- WHAT THE TASK ASKS: Transcribe each line exactly.

- DATA FOR PROCESSING:

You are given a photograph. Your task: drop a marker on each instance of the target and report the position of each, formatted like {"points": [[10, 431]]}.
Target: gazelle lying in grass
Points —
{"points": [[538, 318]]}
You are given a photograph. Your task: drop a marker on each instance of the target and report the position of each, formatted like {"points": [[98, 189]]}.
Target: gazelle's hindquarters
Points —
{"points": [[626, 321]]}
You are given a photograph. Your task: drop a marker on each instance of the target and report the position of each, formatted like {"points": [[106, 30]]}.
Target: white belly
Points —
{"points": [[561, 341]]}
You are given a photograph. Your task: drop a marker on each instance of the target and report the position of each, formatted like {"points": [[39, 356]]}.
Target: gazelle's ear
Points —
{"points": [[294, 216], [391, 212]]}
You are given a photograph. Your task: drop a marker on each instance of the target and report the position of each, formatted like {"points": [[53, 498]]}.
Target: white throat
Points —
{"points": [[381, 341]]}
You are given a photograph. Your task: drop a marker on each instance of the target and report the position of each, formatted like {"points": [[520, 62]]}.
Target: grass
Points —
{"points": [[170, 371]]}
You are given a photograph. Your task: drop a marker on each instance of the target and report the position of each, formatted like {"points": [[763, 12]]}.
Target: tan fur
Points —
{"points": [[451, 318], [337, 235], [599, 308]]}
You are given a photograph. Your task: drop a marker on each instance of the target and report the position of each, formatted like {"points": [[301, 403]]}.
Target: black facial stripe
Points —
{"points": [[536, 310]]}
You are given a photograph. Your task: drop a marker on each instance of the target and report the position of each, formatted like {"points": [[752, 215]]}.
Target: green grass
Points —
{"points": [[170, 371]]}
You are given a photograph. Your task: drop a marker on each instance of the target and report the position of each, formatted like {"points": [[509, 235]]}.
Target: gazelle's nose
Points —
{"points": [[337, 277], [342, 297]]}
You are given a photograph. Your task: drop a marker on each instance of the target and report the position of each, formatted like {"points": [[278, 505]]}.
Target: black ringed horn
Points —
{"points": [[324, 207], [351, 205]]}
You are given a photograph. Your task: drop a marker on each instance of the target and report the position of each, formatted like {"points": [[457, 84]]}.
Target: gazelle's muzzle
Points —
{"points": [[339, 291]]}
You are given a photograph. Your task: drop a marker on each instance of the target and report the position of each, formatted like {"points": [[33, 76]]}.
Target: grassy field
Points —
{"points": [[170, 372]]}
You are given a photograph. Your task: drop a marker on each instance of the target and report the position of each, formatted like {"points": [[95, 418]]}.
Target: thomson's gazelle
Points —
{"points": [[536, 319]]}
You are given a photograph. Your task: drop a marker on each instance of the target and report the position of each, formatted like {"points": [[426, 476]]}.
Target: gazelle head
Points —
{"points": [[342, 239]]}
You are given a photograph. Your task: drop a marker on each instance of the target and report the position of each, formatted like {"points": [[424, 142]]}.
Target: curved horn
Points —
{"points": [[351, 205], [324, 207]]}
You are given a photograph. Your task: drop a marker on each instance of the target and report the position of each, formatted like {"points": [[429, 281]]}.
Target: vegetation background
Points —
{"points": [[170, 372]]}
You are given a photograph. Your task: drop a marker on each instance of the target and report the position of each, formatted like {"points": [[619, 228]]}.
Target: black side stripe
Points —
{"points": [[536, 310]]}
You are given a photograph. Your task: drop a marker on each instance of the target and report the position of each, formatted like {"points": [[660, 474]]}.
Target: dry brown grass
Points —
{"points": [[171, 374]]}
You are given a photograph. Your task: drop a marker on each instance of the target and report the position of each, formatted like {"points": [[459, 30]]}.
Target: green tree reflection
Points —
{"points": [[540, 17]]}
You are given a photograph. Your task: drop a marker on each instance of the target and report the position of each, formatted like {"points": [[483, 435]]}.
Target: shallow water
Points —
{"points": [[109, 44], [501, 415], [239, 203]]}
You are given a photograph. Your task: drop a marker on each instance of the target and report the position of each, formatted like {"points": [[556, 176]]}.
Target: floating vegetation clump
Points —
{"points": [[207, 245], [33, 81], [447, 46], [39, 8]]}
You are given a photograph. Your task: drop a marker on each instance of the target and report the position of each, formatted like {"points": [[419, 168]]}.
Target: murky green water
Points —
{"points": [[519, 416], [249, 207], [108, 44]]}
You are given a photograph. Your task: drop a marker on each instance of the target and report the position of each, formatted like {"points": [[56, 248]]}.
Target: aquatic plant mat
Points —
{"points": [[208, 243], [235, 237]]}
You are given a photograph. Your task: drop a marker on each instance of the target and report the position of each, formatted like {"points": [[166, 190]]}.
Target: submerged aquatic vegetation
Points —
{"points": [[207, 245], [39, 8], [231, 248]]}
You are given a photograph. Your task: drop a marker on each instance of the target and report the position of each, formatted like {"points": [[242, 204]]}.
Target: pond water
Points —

- THE ANSWER:
You are given a photograph. Your task: drop a marker on each instance of the target and report the position of each, formatted like {"points": [[10, 431]]}.
Target: gazelle lying in grass
Points —
{"points": [[538, 318]]}
You are given a photograph. Your task: drop a marker on each instance of the target and report the position of each, formatted like {"points": [[98, 189]]}.
Target: gazelle's hindquarters
Points —
{"points": [[626, 321]]}
You are given a photograph. Your task: drop a marker on each instance of the target and report the position of each, formatted like {"points": [[106, 30]]}.
Target: white belly
Points —
{"points": [[561, 341]]}
You are given a photograph. Your task: drop a marker on each instance of the target and report the position of each, formatted like {"points": [[39, 356]]}.
Target: gazelle's ear
Points —
{"points": [[294, 216], [391, 212]]}
You are given a photograph. Your task: drop a marker on each instance of the target and report the position of each, formatted like {"points": [[53, 498]]}.
Target: white throat
Points —
{"points": [[381, 341]]}
You are given a photograph. Your task: drop a marker on each instance of the target and report the position of each, formatted like {"points": [[520, 62]]}.
Target: grass
Points —
{"points": [[170, 371]]}
You are given a photograph. Your task: drop a marker on each instance of the target and report the position of each, formatted like {"points": [[763, 12]]}.
Target: tan fur
Points —
{"points": [[451, 318], [337, 235], [599, 308]]}
You are given a photograph. Your task: drop a marker on each instance of the target and report the position of each, formatted like {"points": [[301, 403]]}.
Target: black facial stripe
Points —
{"points": [[536, 310]]}
You are given a photograph. Your task: drop a marker on each instance of the target and report the position of each, formatted like {"points": [[752, 215]]}.
Target: green grass
Points —
{"points": [[170, 371]]}
You are given a photograph. Your task: drop a marker on each instance of the target and report the position of each, formatted like {"points": [[509, 235]]}.
Target: gazelle's nose
Points —
{"points": [[337, 277], [342, 297]]}
You are given a photograph. Your task: drop a marker on each instance of the target and report the position of each, formatted like {"points": [[278, 505]]}.
Target: black ringed horn
Points —
{"points": [[324, 207], [351, 205]]}
You are given a photograph. Your task: drop a marker on each instance of the target and report the position of each, formatted like {"points": [[457, 84]]}.
Target: gazelle's muzzle
Points —
{"points": [[339, 291]]}
You are given a photograph. Your task: drop a marker on each instance of the target and report the position of each, formatted like {"points": [[33, 76]]}.
Target: grassy field
Points —
{"points": [[170, 372]]}
You are given a photograph. Your task: drop a marker on each instance of the target and report the position of each, formatted like {"points": [[95, 418]]}.
Target: thomson's gazelle
Points —
{"points": [[536, 319]]}
You are given a photograph. Your task: drop a marker on each instance of the target and report the position of each, formatted like {"points": [[426, 476]]}.
Target: gazelle head
Points —
{"points": [[342, 239]]}
You are given a photograph. Your task: drop a marker on each instance of the target and report the position of each, formatted like {"points": [[424, 142]]}.
Target: curved horn
Points —
{"points": [[351, 205], [324, 207]]}
You are given a photograph. Your task: drop a marker on each instance of the target and report the position of each, formatted like {"points": [[429, 281]]}.
Target: vegetation background
Points —
{"points": [[170, 372]]}
You are given a photograph. Your task: drop a marker on each instance of the target and report the position of each, formatted like {"points": [[619, 228]]}.
Target: black side stripe
Points —
{"points": [[536, 310]]}
You are given a photograph. Your task: drop a marker on each instance of the target and report the position of each, formatted like {"points": [[660, 474]]}.
Target: dry brown grass
Points —
{"points": [[171, 374]]}
You are given a photograph. Your task: drop a marker on each instance of the target and report the position of each, formatted like {"points": [[459, 30]]}.
Target: green tree reflection
Points —
{"points": [[540, 17]]}
You are given a photograph. Your task: drop a marker on each instance of the target and report the position of each, formatted like {"points": [[483, 435]]}.
Target: shallow water
Points —
{"points": [[109, 44], [501, 415], [239, 203]]}
You are given a photograph. Your task: drop a marker on each instance of the target and report the position of each, formatted like {"points": [[556, 176]]}.
Target: floating vegetation clump
Points —
{"points": [[207, 245], [33, 81], [447, 46], [39, 8]]}
You are given a photograph. Your task: drop a marker on each instance of the target and report the position of each, formatted like {"points": [[419, 168]]}.
Target: murky green water
Points —
{"points": [[519, 416], [249, 207], [108, 44]]}
You are given a photograph. Your task: drop a marker on each instance of the target and report the position of each, formatted like {"points": [[56, 248]]}.
Target: aquatic plant mat
Points —
{"points": [[208, 243], [235, 237]]}
You are given a photograph. Your task: drop a marker on each instance of the target and report the position of each, formatted like {"points": [[166, 190]]}.
Target: submerged aquatic vegetation
Points —
{"points": [[207, 245], [39, 8], [231, 248]]}
You are given a photograph. Your task: drop a marker on each instance of the target and report the position of each, formatted like {"points": [[242, 204]]}.
Target: pond water
Points —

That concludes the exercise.